Momentum Country and Global Leadership (MCGL) Zambia Field Support Activity

Momentum Country and Global Leadership is a 3years USAID funded project which aims to holistically improve family planning and maternal and child health in partner countries around the world. The project focuses on technical and capacity development assistance (TCDA) to ministries of health and other country partners to improve outcomes in improving health system performance and deliver high quality, accessible reproductive, maternal, newborn, child and adolescent health (RMNCAH).

The objectives

The overarching goal of the USAID MCGL Zambia Field Support Activity is to improve Maternal, Neonatal, Child and Adolescent health services in Zambia’s Northern and Central provinces:
  1. Increase availability of and access to quality Reproductive Maternal, Newborn, Child, and Adolescent Health (RMNCAH) services;
  2. Increase demand and uptake of RMNCAH services; and
  3. Strengthen health systems at national and sub-national levels for effective RMNCAH service delivery.

### Data excerpts
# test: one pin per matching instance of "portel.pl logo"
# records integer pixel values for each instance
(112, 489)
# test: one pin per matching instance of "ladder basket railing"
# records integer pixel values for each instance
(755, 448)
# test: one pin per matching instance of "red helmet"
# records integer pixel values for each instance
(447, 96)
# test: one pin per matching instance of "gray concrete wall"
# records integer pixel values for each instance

### Aim of the task
According to the MCGL Zambia Field Support Activity description, which Zambian provinces does the activity's overarching goal target?

### Output of the task
Zambia's Northern and Central provinces.